## Extrait
= = = =
Le confinement a complexifié les démarches pour les victimes : fermeture des points d’accès au droit et des permanences physiques, absence possible d’aide à la rédaction des dossiers pour une demande d’aide juridictionnelle (A.J.) [1], etc. Tous ces changements ont limité la capacité des victimes à dénoncer les faits de violences et mener des actions en justice.

 

Pourtant, dès le premier jour du confinement (17 mars 2020), la garde des Sceaux a affirmé, au travers de « plans de continuité d’activité », le caractère prioritaire des violences conjugales et intrafamiliales. L’activité juridictionnelle a été maintenue, afin de permettre la mise à l’abri des victimes, notamment avec les évictions de conjoints violents, du déploiement et de l’utilisation du Téléphone Grand Danger (TGD), ou des interdictions prononcées d’entrer en contact avec la victime.

Les comparutions immédiates et les audiences pour les Ordonnances de Protection ont continué à fonctionner. Dans le département 92, trente-cinq requêtes d’O.P. ont été déposées entre mars et mai 2020, contre vingt-deux sur la même période l’année dernière. Cette augmentation de 37% semble s’inscrire dans une tendance générale sur l’année 2020, probablement liée aux évolutions juridiques. Les O.P., comme les titres de séjour qui arrivaient à expiration pendant le confinement, ont été prolongées de plein droit jusqu’à deux mois après la fin de l’état d’urgence sanitaire (10 juillet 2020). Cette mesure a permis de garantir la sécurité des victimes de violences conjugales et d’éviter de déclencher une nouvelle procédure devant le Juges aux Affaires Familiales (JAF).
= = = =
## Données
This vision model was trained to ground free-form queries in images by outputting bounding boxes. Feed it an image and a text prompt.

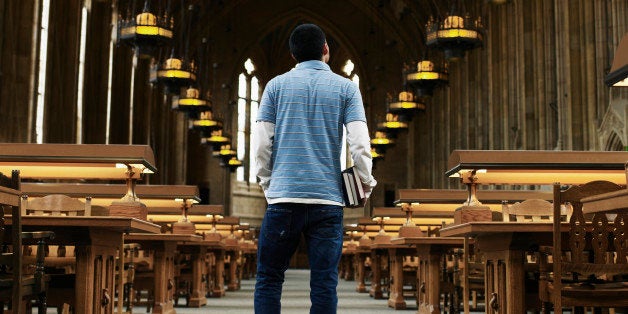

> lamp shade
[0,143,157,180]
[395,189,553,217]
[22,182,201,212]
[445,150,628,185]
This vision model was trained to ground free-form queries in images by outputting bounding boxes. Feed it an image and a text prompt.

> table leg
[484,250,525,314]
[75,231,122,314]
[355,253,366,292]
[369,250,384,299]
[227,251,239,291]
[388,249,406,310]
[153,242,177,314]
[212,251,225,298]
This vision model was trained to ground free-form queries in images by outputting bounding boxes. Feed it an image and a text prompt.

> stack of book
[342,166,366,207]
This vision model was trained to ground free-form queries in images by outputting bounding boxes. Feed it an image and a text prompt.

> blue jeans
[255,203,343,314]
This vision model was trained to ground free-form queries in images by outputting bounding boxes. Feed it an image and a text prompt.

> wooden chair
[539,181,628,313]
[0,171,54,314]
[22,194,91,313]
[502,199,554,222]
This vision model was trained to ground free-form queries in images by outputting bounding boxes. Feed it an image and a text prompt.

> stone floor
[172,269,417,314]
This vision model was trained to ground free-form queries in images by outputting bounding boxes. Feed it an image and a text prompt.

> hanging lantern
[190,110,222,134]
[172,87,212,118]
[172,87,212,116]
[406,59,449,97]
[150,49,196,94]
[371,147,384,161]
[201,129,231,150]
[377,113,408,138]
[388,91,425,121]
[118,0,174,58]
[221,157,243,172]
[371,131,395,154]
[425,5,484,62]
[212,144,238,164]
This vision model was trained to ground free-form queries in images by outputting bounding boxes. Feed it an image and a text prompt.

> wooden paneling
[0,1,38,142]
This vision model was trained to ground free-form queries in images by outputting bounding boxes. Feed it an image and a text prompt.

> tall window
[76,3,90,144]
[35,0,50,144]
[236,59,260,182]
[340,59,360,169]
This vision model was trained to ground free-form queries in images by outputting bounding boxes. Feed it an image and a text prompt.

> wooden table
[5,216,160,314]
[124,233,203,314]
[371,243,416,310]
[354,245,371,293]
[178,240,225,307]
[582,189,628,215]
[440,222,569,314]
[225,243,241,291]
[391,237,464,313]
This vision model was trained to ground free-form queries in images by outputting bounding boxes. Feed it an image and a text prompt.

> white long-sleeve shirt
[253,121,377,205]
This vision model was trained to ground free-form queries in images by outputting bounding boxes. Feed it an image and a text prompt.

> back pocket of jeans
[263,207,292,242]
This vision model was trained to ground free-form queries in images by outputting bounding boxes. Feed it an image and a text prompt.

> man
[254,24,377,314]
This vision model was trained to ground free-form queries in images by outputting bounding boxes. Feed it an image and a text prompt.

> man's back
[259,61,366,203]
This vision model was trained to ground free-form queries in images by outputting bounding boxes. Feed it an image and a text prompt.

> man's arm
[346,121,377,198]
[253,121,275,191]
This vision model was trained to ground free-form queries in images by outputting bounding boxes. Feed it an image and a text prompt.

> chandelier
[406,58,449,97]
[150,49,196,94]
[190,110,222,135]
[377,112,408,138]
[221,157,243,172]
[388,91,425,121]
[371,131,395,154]
[425,5,484,61]
[118,0,174,57]
[201,129,231,150]
[371,147,384,162]
[172,87,212,117]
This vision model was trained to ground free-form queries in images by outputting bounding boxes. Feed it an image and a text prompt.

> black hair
[289,24,326,62]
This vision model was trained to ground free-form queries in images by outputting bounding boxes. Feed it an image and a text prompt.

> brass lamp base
[203,232,222,242]
[109,201,148,220]
[399,226,425,238]
[373,234,390,244]
[225,238,238,245]
[454,205,493,225]
[172,221,196,234]
[358,237,373,247]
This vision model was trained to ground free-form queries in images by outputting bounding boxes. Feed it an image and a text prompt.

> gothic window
[35,0,50,144]
[340,59,360,169]
[236,59,260,182]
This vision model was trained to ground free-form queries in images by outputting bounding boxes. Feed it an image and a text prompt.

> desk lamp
[445,150,628,223]
[0,143,157,219]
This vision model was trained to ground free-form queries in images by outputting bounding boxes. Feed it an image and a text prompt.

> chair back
[552,181,628,309]
[0,170,23,313]
[22,194,92,216]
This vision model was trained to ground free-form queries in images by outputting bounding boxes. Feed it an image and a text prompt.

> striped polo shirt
[257,60,366,203]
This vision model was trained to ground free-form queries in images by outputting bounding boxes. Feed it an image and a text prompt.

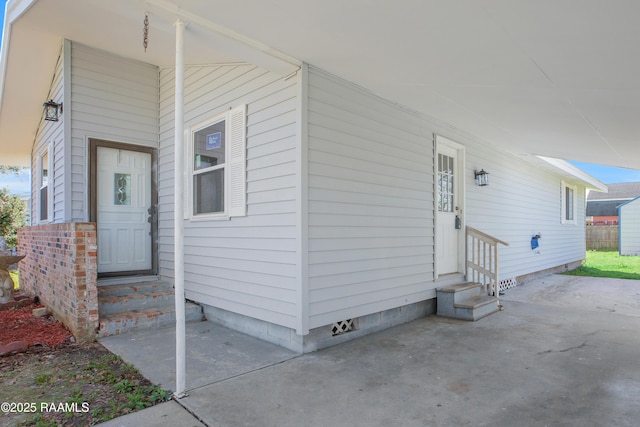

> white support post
[173,19,187,399]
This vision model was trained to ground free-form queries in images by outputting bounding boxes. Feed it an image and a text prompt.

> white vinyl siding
[65,42,159,221]
[31,45,64,224]
[158,65,299,328]
[459,140,586,279]
[618,198,640,256]
[308,67,434,328]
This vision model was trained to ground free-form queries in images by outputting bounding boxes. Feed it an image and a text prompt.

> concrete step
[436,282,482,309]
[98,289,175,316]
[436,282,499,321]
[98,302,202,338]
[98,280,173,298]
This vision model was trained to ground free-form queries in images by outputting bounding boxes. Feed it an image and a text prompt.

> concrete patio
[101,275,640,426]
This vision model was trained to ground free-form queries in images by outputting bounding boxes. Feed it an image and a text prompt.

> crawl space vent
[498,277,518,291]
[331,319,358,336]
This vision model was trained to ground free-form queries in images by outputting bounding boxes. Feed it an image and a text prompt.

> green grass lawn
[564,251,640,280]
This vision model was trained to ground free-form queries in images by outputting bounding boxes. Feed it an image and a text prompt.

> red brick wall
[18,222,98,341]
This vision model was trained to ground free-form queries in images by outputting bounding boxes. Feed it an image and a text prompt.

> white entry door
[96,146,152,273]
[436,145,462,275]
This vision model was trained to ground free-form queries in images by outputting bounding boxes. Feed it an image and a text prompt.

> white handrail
[466,226,509,297]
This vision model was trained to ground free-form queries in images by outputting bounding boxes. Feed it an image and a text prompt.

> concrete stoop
[98,281,202,338]
[436,283,499,321]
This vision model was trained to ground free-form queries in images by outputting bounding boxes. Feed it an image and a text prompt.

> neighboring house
[618,196,640,256]
[3,3,606,352]
[587,182,640,225]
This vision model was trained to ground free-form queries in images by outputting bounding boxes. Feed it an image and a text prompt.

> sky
[0,0,640,195]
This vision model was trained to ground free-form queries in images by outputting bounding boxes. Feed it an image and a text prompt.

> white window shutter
[182,128,193,219]
[227,105,247,217]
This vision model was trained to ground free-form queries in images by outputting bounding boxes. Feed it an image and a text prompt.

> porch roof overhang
[0,0,640,174]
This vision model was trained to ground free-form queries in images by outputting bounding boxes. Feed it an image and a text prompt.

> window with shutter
[185,105,246,219]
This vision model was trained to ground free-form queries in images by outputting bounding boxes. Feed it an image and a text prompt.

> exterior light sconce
[42,99,62,122]
[474,169,489,187]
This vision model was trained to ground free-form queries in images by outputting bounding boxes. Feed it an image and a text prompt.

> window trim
[184,105,247,221]
[560,181,578,225]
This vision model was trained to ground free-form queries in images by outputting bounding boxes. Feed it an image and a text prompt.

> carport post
[173,19,187,398]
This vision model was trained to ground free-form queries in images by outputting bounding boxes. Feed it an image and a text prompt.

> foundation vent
[331,319,358,336]
[498,277,518,291]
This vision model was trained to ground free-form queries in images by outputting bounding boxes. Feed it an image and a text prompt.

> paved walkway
[96,275,640,427]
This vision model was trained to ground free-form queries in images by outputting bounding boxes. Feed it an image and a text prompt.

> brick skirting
[18,222,98,341]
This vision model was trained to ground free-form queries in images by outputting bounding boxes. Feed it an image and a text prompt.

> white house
[0,0,626,364]
[618,197,640,255]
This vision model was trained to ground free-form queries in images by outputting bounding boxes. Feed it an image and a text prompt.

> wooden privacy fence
[586,225,618,251]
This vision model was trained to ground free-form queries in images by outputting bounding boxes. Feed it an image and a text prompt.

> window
[185,106,246,219]
[438,153,454,212]
[561,181,578,224]
[37,144,53,222]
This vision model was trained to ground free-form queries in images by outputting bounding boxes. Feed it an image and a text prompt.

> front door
[91,141,154,276]
[436,143,462,276]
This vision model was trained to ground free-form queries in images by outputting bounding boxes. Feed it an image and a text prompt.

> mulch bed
[0,296,73,347]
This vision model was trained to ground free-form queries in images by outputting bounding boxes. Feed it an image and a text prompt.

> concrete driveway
[103,275,640,427]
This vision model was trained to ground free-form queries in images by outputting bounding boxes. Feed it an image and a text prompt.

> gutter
[0,0,38,112]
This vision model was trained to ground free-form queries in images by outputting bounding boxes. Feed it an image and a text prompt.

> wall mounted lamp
[42,99,62,122]
[474,169,489,187]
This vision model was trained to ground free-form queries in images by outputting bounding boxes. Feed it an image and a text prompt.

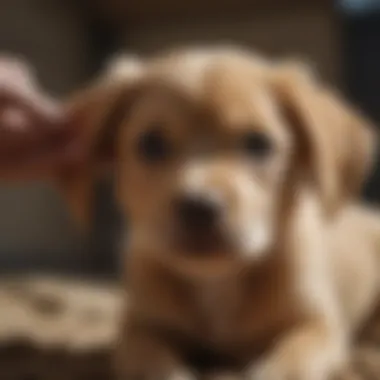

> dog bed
[0,276,380,380]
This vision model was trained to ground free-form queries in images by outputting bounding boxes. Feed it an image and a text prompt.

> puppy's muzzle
[174,195,222,235]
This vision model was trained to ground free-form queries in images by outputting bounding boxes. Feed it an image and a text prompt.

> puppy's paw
[248,350,331,380]
[119,366,197,380]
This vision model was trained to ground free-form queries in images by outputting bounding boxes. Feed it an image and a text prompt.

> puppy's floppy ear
[57,56,143,229]
[272,63,377,212]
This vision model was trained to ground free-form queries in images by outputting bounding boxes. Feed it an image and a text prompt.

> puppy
[63,48,380,380]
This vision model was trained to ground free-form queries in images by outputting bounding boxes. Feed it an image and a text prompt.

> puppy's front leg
[249,319,346,380]
[116,324,194,380]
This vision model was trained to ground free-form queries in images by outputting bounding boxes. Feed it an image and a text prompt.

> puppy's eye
[138,129,170,162]
[242,132,273,159]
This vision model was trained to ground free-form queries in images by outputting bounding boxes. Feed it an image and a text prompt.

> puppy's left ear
[57,56,143,229]
[272,64,377,212]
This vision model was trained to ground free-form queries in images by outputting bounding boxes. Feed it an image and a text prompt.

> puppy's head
[61,50,373,259]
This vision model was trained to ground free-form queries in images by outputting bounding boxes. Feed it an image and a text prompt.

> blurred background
[0,0,380,276]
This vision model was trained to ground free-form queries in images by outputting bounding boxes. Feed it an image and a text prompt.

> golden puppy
[63,48,380,380]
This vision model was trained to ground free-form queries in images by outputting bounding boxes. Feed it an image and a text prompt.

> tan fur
[60,49,380,380]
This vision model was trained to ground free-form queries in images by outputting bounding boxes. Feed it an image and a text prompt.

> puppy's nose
[175,196,220,230]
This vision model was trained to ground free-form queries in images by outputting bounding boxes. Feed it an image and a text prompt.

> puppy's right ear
[57,56,143,230]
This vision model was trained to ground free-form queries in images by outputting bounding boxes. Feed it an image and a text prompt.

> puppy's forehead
[144,49,287,139]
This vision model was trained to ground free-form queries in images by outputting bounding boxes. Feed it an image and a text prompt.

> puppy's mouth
[174,228,230,257]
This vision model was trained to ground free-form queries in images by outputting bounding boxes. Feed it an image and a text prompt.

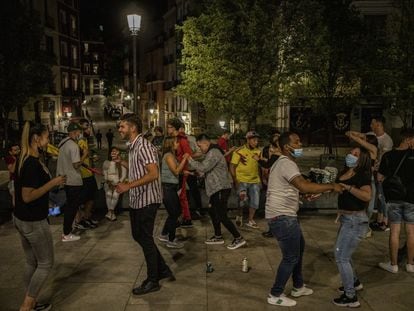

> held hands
[332,183,344,193]
[52,175,66,187]
[115,182,131,193]
[339,183,354,192]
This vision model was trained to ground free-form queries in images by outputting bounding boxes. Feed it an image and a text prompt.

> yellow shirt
[231,145,260,184]
[78,138,93,178]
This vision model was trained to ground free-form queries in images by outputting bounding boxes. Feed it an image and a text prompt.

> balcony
[163,80,178,91]
[164,54,174,65]
[45,15,56,29]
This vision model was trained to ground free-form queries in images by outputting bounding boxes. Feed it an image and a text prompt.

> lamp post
[127,14,141,113]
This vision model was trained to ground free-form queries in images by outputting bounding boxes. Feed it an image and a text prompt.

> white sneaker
[62,233,80,242]
[165,240,184,249]
[158,234,169,242]
[378,262,398,273]
[236,216,243,227]
[246,220,259,229]
[105,212,112,220]
[290,285,313,297]
[267,294,296,307]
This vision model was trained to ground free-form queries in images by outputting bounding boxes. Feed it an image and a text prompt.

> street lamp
[127,14,141,113]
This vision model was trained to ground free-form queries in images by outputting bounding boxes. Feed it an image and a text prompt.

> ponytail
[17,121,47,175]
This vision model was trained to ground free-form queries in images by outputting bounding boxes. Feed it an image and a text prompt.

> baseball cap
[68,122,82,133]
[246,131,260,139]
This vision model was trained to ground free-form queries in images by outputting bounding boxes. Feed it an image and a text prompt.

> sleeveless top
[161,152,178,185]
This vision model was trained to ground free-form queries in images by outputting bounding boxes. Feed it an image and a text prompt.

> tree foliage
[284,0,369,112]
[176,0,283,127]
[375,0,414,127]
[0,1,53,135]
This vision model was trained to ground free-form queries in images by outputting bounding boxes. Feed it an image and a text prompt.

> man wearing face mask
[265,132,342,306]
[56,123,83,242]
[378,129,414,273]
[230,131,261,229]
[75,119,98,230]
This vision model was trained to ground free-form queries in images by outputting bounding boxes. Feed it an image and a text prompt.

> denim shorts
[238,182,260,209]
[387,202,414,224]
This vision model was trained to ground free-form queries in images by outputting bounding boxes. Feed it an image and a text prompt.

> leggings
[13,217,54,298]
[105,184,119,211]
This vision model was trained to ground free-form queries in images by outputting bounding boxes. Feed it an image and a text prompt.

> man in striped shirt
[116,114,175,295]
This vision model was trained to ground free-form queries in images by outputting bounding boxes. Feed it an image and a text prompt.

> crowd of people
[7,114,414,311]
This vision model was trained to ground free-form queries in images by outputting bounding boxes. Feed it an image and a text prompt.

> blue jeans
[334,212,368,297]
[367,176,377,219]
[375,182,388,217]
[269,216,305,297]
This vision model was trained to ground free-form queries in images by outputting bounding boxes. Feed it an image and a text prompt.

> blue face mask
[290,148,303,158]
[345,153,358,167]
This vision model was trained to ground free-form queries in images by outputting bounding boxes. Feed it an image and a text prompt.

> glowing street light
[127,14,141,113]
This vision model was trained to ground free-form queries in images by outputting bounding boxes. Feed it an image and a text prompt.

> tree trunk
[34,100,42,123]
[17,105,24,132]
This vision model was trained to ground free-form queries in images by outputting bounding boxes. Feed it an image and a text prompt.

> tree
[374,0,414,128]
[283,0,369,153]
[0,1,53,140]
[176,0,283,128]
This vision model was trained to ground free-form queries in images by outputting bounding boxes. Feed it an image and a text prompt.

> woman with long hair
[103,147,127,221]
[333,147,372,307]
[13,122,66,311]
[158,136,189,248]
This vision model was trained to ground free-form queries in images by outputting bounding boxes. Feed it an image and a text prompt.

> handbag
[382,152,407,202]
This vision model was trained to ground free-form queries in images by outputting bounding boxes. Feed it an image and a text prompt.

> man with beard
[115,113,175,295]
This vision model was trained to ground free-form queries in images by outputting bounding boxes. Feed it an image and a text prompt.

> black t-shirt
[336,173,371,211]
[14,156,50,221]
[378,149,414,203]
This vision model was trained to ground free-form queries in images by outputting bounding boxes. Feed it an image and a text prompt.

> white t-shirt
[265,156,301,219]
[377,133,394,159]
[56,138,83,186]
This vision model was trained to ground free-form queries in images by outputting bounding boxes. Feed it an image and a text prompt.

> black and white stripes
[128,135,162,209]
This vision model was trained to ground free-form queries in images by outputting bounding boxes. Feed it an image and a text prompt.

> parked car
[109,107,121,119]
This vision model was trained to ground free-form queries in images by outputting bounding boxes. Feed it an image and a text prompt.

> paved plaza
[0,210,414,311]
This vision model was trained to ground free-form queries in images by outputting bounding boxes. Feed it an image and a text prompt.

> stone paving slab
[0,210,414,311]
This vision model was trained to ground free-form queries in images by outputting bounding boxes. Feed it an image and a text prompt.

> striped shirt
[127,135,162,209]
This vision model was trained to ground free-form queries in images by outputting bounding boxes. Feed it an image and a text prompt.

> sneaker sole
[227,241,247,250]
[332,301,361,308]
[338,284,364,294]
[290,291,313,298]
[62,239,80,242]
[267,298,296,307]
[165,244,184,249]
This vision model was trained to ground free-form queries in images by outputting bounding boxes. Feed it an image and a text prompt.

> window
[62,72,69,90]
[45,36,55,56]
[72,45,78,67]
[59,10,67,25]
[72,73,79,92]
[60,41,68,58]
[83,64,91,75]
[70,15,78,37]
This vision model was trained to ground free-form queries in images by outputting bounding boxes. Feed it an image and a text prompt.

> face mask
[345,153,358,167]
[290,148,303,158]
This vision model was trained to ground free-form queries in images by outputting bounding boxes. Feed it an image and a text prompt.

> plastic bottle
[242,257,249,272]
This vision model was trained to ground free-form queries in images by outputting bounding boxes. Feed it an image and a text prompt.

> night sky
[80,0,167,42]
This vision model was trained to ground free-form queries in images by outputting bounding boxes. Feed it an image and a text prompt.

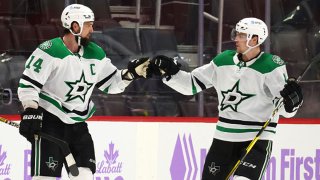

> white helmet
[61,4,94,35]
[231,17,268,45]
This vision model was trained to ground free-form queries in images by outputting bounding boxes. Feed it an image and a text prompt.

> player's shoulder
[38,37,71,59]
[212,50,236,66]
[83,42,106,60]
[250,53,286,74]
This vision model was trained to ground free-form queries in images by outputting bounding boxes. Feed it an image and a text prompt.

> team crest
[39,41,52,50]
[272,55,284,66]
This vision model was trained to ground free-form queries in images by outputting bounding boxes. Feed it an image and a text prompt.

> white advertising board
[0,117,320,180]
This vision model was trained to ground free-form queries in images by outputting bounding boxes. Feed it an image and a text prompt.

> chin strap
[121,69,134,81]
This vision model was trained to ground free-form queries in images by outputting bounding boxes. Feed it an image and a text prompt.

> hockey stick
[226,53,320,180]
[0,117,79,176]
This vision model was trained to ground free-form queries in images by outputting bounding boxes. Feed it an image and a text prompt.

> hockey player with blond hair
[147,18,303,180]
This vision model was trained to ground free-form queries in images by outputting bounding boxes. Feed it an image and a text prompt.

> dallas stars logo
[221,80,254,112]
[65,72,93,102]
[46,157,58,171]
[208,162,220,176]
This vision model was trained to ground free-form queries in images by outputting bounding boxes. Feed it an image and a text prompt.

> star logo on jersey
[220,80,254,112]
[208,162,220,176]
[46,157,58,171]
[65,72,93,102]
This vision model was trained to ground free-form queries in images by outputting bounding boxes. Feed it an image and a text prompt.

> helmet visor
[230,28,248,41]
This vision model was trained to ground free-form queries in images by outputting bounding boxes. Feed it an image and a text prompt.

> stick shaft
[0,117,79,176]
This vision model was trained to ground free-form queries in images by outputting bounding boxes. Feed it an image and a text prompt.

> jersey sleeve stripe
[96,70,117,88]
[193,76,207,90]
[61,101,90,116]
[219,117,278,128]
[21,75,43,89]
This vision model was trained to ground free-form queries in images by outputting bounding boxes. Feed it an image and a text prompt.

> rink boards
[0,116,320,180]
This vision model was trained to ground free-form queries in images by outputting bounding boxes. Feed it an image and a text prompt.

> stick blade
[65,153,79,176]
[69,164,79,176]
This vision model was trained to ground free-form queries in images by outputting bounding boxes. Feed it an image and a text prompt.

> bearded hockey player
[18,4,149,180]
[147,18,303,180]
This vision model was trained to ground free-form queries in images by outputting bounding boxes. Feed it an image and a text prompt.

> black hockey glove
[147,55,181,81]
[280,78,303,113]
[19,108,43,142]
[123,57,149,80]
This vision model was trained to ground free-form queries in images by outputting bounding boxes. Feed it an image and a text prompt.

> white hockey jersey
[18,38,129,124]
[163,50,295,142]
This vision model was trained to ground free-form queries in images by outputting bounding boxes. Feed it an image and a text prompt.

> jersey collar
[233,51,264,67]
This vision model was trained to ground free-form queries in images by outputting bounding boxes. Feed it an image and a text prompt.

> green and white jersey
[163,50,295,142]
[18,38,129,124]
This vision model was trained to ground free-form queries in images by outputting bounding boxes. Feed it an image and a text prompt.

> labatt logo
[0,145,11,179]
[96,142,123,180]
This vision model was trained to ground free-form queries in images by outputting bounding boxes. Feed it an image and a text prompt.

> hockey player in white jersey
= = = =
## Consigne
D'après l'extrait, combien de requêtes d'O.P. ont été déposées dans le département 92 entre mars et mai 2020 ?

## Réponse
Trente-cinq requêtes d'O.P. ont été déposées.